## Description of the task
Copy every one of the records below word for word, leaving the pictures out of your copy.

----------------------------------------

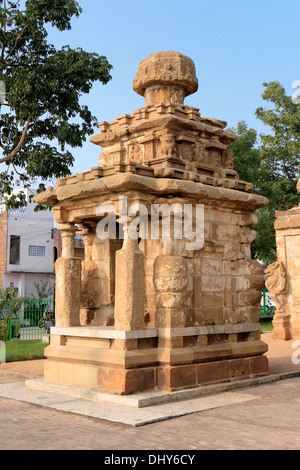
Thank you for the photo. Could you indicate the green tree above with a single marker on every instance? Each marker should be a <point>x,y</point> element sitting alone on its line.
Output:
<point>248,164</point>
<point>42,113</point>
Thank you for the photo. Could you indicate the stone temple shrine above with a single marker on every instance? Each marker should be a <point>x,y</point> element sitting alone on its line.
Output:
<point>167,296</point>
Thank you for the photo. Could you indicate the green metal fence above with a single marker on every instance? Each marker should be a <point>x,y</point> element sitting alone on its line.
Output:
<point>30,322</point>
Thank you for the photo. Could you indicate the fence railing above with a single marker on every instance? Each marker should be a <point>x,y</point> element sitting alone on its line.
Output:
<point>29,323</point>
<point>35,316</point>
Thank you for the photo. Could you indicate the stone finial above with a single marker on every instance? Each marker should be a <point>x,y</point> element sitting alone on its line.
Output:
<point>165,77</point>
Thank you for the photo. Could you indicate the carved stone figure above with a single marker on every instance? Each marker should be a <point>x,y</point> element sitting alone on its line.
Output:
<point>167,147</point>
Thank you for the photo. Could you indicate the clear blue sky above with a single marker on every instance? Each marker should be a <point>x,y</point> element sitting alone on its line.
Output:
<point>236,46</point>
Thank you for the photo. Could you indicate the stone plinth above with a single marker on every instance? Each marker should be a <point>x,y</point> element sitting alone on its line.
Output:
<point>170,309</point>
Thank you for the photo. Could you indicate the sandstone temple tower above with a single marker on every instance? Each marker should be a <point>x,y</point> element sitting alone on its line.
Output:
<point>157,312</point>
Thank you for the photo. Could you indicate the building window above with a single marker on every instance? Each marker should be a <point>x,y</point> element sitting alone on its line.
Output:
<point>37,250</point>
<point>14,254</point>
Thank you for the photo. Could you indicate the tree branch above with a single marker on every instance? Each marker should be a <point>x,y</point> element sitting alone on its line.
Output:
<point>18,147</point>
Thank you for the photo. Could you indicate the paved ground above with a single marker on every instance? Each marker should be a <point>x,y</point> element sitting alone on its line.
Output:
<point>271,420</point>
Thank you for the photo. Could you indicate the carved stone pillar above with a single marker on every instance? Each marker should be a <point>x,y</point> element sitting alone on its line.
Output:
<point>68,281</point>
<point>130,288</point>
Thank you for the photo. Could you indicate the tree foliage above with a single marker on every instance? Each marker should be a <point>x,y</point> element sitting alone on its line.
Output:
<point>42,114</point>
<point>271,163</point>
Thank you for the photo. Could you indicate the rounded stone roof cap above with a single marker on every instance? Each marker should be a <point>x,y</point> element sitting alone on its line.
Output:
<point>166,68</point>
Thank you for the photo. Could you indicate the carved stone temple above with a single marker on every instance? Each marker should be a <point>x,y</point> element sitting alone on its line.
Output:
<point>283,280</point>
<point>148,309</point>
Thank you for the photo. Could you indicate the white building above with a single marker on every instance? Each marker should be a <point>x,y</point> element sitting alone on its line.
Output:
<point>29,247</point>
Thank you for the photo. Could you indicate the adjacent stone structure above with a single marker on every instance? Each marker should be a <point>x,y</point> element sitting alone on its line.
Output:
<point>153,311</point>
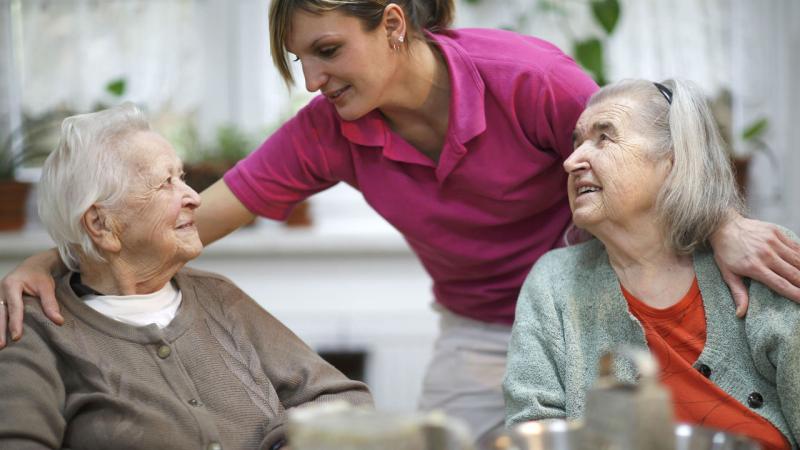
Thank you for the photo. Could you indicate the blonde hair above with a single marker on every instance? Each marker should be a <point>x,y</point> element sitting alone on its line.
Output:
<point>84,170</point>
<point>700,192</point>
<point>421,14</point>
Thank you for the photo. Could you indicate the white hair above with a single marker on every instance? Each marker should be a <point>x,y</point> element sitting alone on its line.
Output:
<point>85,170</point>
<point>700,192</point>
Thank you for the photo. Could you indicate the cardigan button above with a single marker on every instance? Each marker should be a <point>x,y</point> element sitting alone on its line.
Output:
<point>704,370</point>
<point>755,400</point>
<point>164,351</point>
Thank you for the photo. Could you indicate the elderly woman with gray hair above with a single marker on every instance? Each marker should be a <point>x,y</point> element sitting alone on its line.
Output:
<point>650,180</point>
<point>151,354</point>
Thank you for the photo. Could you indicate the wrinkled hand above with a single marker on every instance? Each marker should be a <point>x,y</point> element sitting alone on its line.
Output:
<point>758,250</point>
<point>32,277</point>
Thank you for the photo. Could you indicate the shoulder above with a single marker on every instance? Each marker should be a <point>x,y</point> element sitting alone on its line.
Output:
<point>218,295</point>
<point>506,47</point>
<point>504,54</point>
<point>573,259</point>
<point>210,287</point>
<point>565,268</point>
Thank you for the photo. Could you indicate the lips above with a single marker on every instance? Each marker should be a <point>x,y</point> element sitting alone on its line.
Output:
<point>334,95</point>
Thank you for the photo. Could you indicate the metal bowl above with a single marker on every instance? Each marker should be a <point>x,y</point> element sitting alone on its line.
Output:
<point>564,435</point>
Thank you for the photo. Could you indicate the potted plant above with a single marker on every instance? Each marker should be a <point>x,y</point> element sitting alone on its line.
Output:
<point>27,145</point>
<point>210,164</point>
<point>751,137</point>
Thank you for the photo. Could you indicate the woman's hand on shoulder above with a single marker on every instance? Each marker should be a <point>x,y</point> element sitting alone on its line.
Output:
<point>758,250</point>
<point>32,277</point>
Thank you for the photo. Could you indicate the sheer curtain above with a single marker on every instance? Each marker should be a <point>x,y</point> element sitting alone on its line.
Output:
<point>751,48</point>
<point>208,61</point>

----------------------------------------

## Finished exercise
Thank you for the photo. Could you indicate the green tree above with a single marker on every instance? Each marker should be a <point>x,y</point> element sitting alone on its line.
Output:
<point>248,164</point>
<point>42,113</point>
Thank you for the photo. Could you indicate the stone temple shrine above with a single marker on every instance? Each marker should be a <point>x,y</point> element sitting alone on its line.
Output:
<point>167,296</point>
Thank you for the photo. Could you indicate the green metal fence above with a single marker on every instance? Each marker should be a <point>x,y</point> element sitting alone on its line.
Output:
<point>30,322</point>
Thank you for the photo. Could you indicate the fence railing above with a single marker on every instance? Each marker should be a <point>x,y</point> element sitting alone on its line.
Output:
<point>29,323</point>
<point>35,316</point>
Thank you for the photo. Could you indicate the stone finial above with a single marker on every instance? Each marker should be a <point>x,y</point> element sitting alone on its line.
Output:
<point>165,77</point>
Thank you for the photo. Could you indicate the carved stone figure above with a single marker on every instance? Each marker should be a <point>x,y</point> element sitting alone on its line.
Output:
<point>167,147</point>
Thank you for the photo. Could you indicate the clear blue sky above with a single marker on every instance? Each marker should be a <point>x,y</point> element sitting alone on its line.
Output:
<point>236,46</point>
Thank you for the photo. Could you indicate the stone plinth above with a single marker on every instance? Each marker should be a <point>x,y</point> element sitting alone on its line.
Output:
<point>170,309</point>
Thank you for the photo. Could you indicate the sandstone temple tower above with a single marker on every instance? Each marker should be a <point>x,y</point> element sitting alone on its line.
Output:
<point>157,312</point>
Thank you for the photo. Could you indicate the building window above with a single marker on every instance? Each marker should be a <point>x,y</point> element sitting alone on its line.
Output:
<point>37,250</point>
<point>14,254</point>
Thank you for the photo. Could you indicate the tree branch above with a single marker on every instance? Each marker should be a <point>x,y</point> element sitting alone on its line.
Output:
<point>18,147</point>
Thank you for the photo. Could you indicate the paved ground above with a single marker on every instance? Each marker should be a <point>x,y</point> element sitting alone on its line.
Output:
<point>271,420</point>
Thank you for the photo. Could you indicate the carved stone pillar above with a single marker on every instance? Each marker should be a <point>x,y</point> element sitting alone on its line.
Output:
<point>68,281</point>
<point>130,288</point>
Thank you for the photo. Could you indicate the tree foliage above with a single marker on every instance? Each marker should be a <point>x,y</point> element sitting alone on its line.
Output:
<point>42,114</point>
<point>271,163</point>
Thank you for the photo. Could you indicate the rounded stone roof cap above with a single marker on every instance? Each marker should be a <point>x,y</point> element sitting alone on its line.
Output:
<point>166,68</point>
Thank you for the photo. Could you indicate the carved stone temple above with a single marker on every instance? Each marker should be a <point>x,y</point> element sitting alone on its line.
Output:
<point>283,280</point>
<point>148,309</point>
Thank you for the photo. Could you indicate the white building above with a single marker on every instance? Each marker should be a <point>x,y</point> element sitting alone on its line.
Output:
<point>29,247</point>
Thank you for the photo. Could you indicate the adjacent stone structure above with a single marker on every instance? Each marker should be a <point>x,y</point> element sitting alone on its line.
Output:
<point>153,311</point>
Thank you for the photo. Could you indicate the blonde hair above with a single marker on every instance? Each marker should be a <point>x,y</point> element sitting alone on its line.
Output:
<point>84,170</point>
<point>700,192</point>
<point>421,14</point>
Thank you for the photo. Could you indicate the white hair above with a single marker on every instance? Each marker should be a <point>x,y</point> element sitting alone on its line.
Output:
<point>85,170</point>
<point>700,192</point>
Thank you for the photo. Could you indicate the cardigan button above with a single marker on every instance? Each marker should be a <point>x,y</point> element sitting alone on its line.
Output:
<point>704,370</point>
<point>755,400</point>
<point>164,351</point>
Thank you for the photo. Could you indicate the elderly woman with gray hair above with a single marker on every instance? Each marker should be a <point>x,y</point> element sitting alone on its line.
Output:
<point>650,180</point>
<point>151,354</point>
Thank you for the photo. Could you indicate the wrinkled hand above with a single marker on every instance? Each marker should be a <point>x,y</point> element sitting alone on its line.
Output:
<point>758,250</point>
<point>32,277</point>
Thank you for the photo. Could you indicate the shoulder above with a single marker on every instance? Each marker should be a <point>x,y</point> element sitting alone on its line.
Output:
<point>218,295</point>
<point>506,47</point>
<point>504,54</point>
<point>573,259</point>
<point>210,287</point>
<point>565,268</point>
Thank you for the photo. Could you indicate the lips above with a single marker on every instance? Each marker should be a <point>x,y</point> element sitting alone on its line.
Output:
<point>334,95</point>
Thank you for the photo. Could you indicate the metal bowl above with a single marker on every instance? Each marker should be a <point>x,y</point> element sitting alone on its line.
Output:
<point>564,435</point>
Thank you for the photo. Could you indicate the potted plant above with a single marker on every instance? Each marker should be a <point>x,y</point> element sitting alone on its line.
Output:
<point>27,145</point>
<point>210,164</point>
<point>751,137</point>
Thank you for the photo. Could you indicate the woman's hand on shoulder above with a single marker on every instance? Each marker should be a <point>x,y</point> element sitting alone on its line.
Output:
<point>758,250</point>
<point>32,277</point>
Thank you for the photo. Could you indicate the sheer curtain above with a single marker on every instance? Each marker should be a <point>x,y</point> element sitting alone on its line.
Output:
<point>751,48</point>
<point>208,61</point>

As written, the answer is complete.